(STUDY MATERIAL Opens)

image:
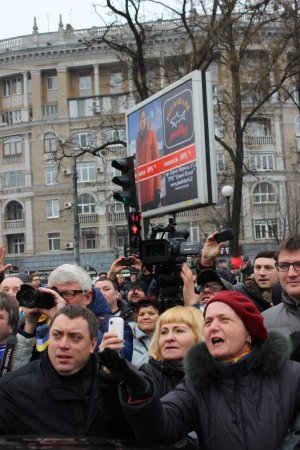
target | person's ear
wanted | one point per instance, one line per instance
(94, 344)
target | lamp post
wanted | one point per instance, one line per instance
(227, 192)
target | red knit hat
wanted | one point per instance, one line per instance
(246, 310)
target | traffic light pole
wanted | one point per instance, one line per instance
(76, 225)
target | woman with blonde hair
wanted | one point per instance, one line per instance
(177, 329)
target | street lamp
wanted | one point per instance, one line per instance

(STUDY MATERIAL Closes)

* **ACTION ITEM**
What is needed is each line of the entries that contains the word "target".

* **OUTPUT**
target | person's ear
target | lamp post
target | red knit hat
target | traffic light pole
target | woman with blonde hair
target | street lamp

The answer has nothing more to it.